Kim Woo-choong, founder of Daewoo business group, dies

SEOUL, South Korea (AP) — Kim Woo-choong, the disgraced founder of the now-collapsed Daewoo business group whose rise and fall symbolized South Korea’s turbulent rapid economic growth in the 1970s, has died. He was 82.

Kim died of pneumonia on Monday night at a hospital in Suwon, just south of Seoul, with his family at his side, according to the Seoul-based Daewoosky Institute, an organization of former Daewoo executives and employees. Kim was honorary chairman of the institute.

Born in 1936, when the Korean Peninsula was under Japan’s 35-year colonial rule, Kim started as a textile salesman and built Daewoo Corp. in 1967. The company grew into South Korea’s second-largest business empire, producing everything from clothes to cars, ships, TV sets, refrigerators and other electronics.

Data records
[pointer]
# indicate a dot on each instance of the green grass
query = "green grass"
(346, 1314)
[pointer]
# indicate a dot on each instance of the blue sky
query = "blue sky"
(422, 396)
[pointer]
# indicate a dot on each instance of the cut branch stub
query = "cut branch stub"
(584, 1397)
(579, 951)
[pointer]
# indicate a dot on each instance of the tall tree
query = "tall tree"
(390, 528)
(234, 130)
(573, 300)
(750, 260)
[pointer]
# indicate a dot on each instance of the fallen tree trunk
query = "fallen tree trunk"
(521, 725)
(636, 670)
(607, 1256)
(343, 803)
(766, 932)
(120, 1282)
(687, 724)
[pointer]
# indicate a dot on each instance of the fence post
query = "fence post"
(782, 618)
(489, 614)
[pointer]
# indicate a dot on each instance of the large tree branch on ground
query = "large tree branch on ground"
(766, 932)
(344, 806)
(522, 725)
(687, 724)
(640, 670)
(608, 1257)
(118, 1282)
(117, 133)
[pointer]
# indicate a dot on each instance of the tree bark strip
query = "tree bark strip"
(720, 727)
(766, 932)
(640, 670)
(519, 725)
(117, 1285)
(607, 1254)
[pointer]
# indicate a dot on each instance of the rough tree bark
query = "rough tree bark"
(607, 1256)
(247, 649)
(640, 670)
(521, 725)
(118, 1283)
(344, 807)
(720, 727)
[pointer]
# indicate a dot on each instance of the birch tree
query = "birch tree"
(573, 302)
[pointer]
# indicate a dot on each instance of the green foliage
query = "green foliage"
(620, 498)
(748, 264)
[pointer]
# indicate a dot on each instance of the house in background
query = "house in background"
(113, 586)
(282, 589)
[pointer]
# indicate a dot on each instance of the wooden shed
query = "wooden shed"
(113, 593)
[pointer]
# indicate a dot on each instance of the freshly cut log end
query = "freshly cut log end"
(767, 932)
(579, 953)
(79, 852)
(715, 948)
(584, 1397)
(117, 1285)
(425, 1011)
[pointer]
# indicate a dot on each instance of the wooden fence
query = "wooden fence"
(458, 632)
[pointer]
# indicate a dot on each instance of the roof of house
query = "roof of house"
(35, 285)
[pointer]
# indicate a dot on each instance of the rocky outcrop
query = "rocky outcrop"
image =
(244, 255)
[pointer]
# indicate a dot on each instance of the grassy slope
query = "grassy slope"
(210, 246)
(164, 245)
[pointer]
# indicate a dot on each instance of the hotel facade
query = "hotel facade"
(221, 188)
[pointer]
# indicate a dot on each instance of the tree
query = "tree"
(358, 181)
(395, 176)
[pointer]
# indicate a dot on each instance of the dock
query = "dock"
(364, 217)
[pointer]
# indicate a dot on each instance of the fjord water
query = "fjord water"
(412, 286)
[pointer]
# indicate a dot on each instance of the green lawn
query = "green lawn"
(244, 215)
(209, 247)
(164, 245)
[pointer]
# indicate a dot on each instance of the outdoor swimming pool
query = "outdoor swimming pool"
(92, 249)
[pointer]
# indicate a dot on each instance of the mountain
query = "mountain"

-- EXERCISE DETAILS --
Continue the article about the death of Daewoo founder Kim Woo-choong, starting after its last sentence.

-- EXERCISE RESPONSE --
Often dubbed by local media as the "Kim Woo-choong myth,” his rise represented South Korea’s explosive economic development engineered by then-authoritarian leader Park Chung-hee, who nurtured a small number of chaebol conglomerates like Daewoo with cheap loans and tax benefits during his 1961-1979 rule.

Chaebols are credited with helping rebuild South Korea from the ashes of the 1950-53 Korean War, but their excessive influence and often-corrupt ties with government officials are also believed to have undermined the country's long-term economic fundamentals.

A self-proclaimed workaholic, Kim was a role model for young people in South Korea who dreamed of achieving a similar rags-to-riches story. When he published a collection of essays titled “It's a Big World and There's Lots to be Done" in 1989, a million copies were sold within six months.

But his debt-driven expansion strategy ran into trouble when South Korea was hit by the 1997-98 Asian financial crisis and banks tightened their purses. The South Korean government was forced to accept a $58 billion International Monetary Fund bailout at the time.

In 1999, Daewoo collapsed and its affiliates were placed on a debt-workout program in the country’s largest corporate bankruptcy. Parts of Daewoo were broken up and sold, with Detroit-based General Motors Corp. acquiring a major stake in Daewoo Motor to create GM Daewoo in 2002.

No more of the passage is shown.